■ **MATERIAL PROVIDED**:
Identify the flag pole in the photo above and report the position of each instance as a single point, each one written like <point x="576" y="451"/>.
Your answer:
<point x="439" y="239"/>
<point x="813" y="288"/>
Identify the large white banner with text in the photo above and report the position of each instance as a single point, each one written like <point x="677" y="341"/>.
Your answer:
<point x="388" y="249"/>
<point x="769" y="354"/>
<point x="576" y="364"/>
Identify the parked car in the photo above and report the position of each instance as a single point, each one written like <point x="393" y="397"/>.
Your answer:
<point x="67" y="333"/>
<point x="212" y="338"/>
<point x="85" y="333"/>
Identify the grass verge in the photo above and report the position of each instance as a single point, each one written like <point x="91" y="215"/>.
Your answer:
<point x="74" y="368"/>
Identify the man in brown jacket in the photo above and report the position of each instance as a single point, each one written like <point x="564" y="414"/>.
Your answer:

■ **YOUR INSTRUCTIONS**: Revise all of the records above by changing each "Identify" to "Locate" and leaving everything else as it is.

■ **TASK OUTPUT**:
Locate the flag pole in the photo above and report the position of each instance as a single point, each one written like <point x="576" y="451"/>.
Your answer:
<point x="439" y="239"/>
<point x="813" y="288"/>
Locate the large white banner with text in the photo above and report the position of each instance as a single point, each one written like <point x="677" y="341"/>.
Your answer:
<point x="388" y="249"/>
<point x="769" y="354"/>
<point x="576" y="364"/>
Locate the parked car in the photo above and report the position of each instance as a single point, each one written like <point x="393" y="397"/>.
Your answer:
<point x="67" y="333"/>
<point x="212" y="338"/>
<point x="85" y="333"/>
Locate the grass verge in the photo above and report the position of each instance as a single point, each one written like <point x="91" y="215"/>.
Your answer:
<point x="74" y="368"/>
Locate the man in brown jacket in the photo above and report the position of each instance as a single point, each one written like <point x="564" y="414"/>.
Your answer:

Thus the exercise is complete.